Source passage ▸
==*==

Those numbers look pretty decent. Let's check them against what should be theoretical
maximum.
My machine is running at 3.4 GHz. We process 48000000 characters in 46 ms.
That gives 3.25 cycles per character. That includes IO. To compare, reading an
entry from L1 cache cost 3 cycles. It probably can be improved but I think it's decent.
The disappointing venture into parallelism

I had some hopes the performance could be improved by running on multiple cores
especially since I thought I could use the fact that L2 cache is unique per core
and by writing the algorithm in such a way that the different cores see only a
fraction of the keys they wouldn't need to goto L3 cache.
Looking for duplicates in C:\temp\GoForPerf\Rgn00.txt
Duplicate found: UKS855
  it took 14 ms
Looking for duplicates in C:\temp\GoForPerf\Rgn01.txt
Duplicate found: GEE848
  it took 91 ms
Looking for duplicates in C:\temp\GoForPerf\Rgn02.txt
  it took 71 ms
Press any key to continue . . .

So it looks like the parallel algorithm is roughly 50% slower but it's much much worse.
I have 4 cores on my machine so the parallel algorithm uses 6x more CPU resources
to compute the answer as the best non-parallel algorithm!
Final thoughts

The final solution is 46x times faster than the first attempt. A pretty decent improvement.
All in all, the intern shared a pretty cool exercise in optimizing a simple problem.
My solutions used rather straight-forward techniques that didn't use additional facts
such that Q, I and V isn't used (this could reduce the size of the set even further)
or that only a yes/no answer is needed. Perhaps someone can come up with something even better.
My venture into parallelism was disappointing but perhaps I did something wrong.
Perhaps SIMD could help improve performance by applying AVX intrinsics to the problem
so that one 4 processes keys at once (I suck at AVX so I haven't tried it yet).
A final note is that the OS is able to cache the file which means that IO reads
were hot reads. If the reads were cold the IO cost should be significantly higher.

==*==

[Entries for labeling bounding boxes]
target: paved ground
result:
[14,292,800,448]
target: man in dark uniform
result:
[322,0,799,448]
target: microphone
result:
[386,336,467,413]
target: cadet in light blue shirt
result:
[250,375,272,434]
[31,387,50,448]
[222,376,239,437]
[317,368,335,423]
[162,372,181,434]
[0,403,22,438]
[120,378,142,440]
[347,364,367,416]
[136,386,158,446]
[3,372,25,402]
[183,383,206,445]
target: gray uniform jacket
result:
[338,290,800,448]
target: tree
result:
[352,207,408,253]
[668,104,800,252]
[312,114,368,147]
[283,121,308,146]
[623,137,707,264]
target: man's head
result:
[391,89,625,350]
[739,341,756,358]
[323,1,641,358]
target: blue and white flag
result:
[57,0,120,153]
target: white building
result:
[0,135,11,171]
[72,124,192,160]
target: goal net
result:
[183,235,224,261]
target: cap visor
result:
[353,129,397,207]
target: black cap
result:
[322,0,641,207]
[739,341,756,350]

==*==

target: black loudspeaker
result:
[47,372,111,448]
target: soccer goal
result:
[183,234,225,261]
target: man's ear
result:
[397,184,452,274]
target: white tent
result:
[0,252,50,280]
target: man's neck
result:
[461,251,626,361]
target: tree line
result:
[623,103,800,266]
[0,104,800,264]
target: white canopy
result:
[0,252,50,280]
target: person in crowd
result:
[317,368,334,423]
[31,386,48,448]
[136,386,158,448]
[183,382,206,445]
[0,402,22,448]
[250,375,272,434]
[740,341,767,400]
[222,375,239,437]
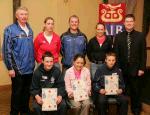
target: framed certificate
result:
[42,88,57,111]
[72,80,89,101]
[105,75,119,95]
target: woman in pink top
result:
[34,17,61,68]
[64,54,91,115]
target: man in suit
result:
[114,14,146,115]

==*==

Set problem 1 ▸
Answer these questions about the write-up on speeding up the duplicate search:
(a) At what clock speed does the author's machine run?
(b) How many cores does the author's machine have?
(c) How many times faster is the final solution than the first attempt?
Set problem 2 ▸
Carry on the write-up about speeding up the duplicate search, starting right after its last sentence.

Reply 1 ▸
(a) 3.4 GHz
(b) 4 cores
(c) 46 times faster

Reply 2 ▸
Update 2016-10-09

The managed MemoryMappedFile APIs adds costly overhead but they expose low-level handles which
allows us to write unsafe F# that can almost match C++ performance. The small difference there is is probably from that C++ intrinsics allows use of x64 instruction bts that tests and sets a bit where F# has to load a 64 bit word and apply a computed mask.
let lookForDuplicatesMemoryMappedFile (fn : string) : unit =
  printfn "Looking for duplicates in %A..." fn
  let before            = clock.ElapsedMilliseconds
  let set : uint64 []   = Array.zeroCreate (26*26*26*1000 / 64)
  let fi                = System.IO.FileInfo fn
  let fsz               = fi.Length
  use mmf               = System.IO.MemoryMappedFiles.MemoryMappedFile.CreateFromFile fn
  use mmv               = mmf.CreateViewAccessor (0L, fsz, System.IO.MemoryMappedFiles.MemoryMappedFileAccess.Read)
  let start             =
    let ptr = NativeInterop.NativePtr.ofNativeInt 0n |> ref
    mmv.SafeMemoryMappedViewHandle.AcquirePointer ptr
    !ptr
  let inline read   ptr i   = NativeInterop.NativePtr.get ptr i
  let inline shift  ptr m i = m * (int (read ptr i))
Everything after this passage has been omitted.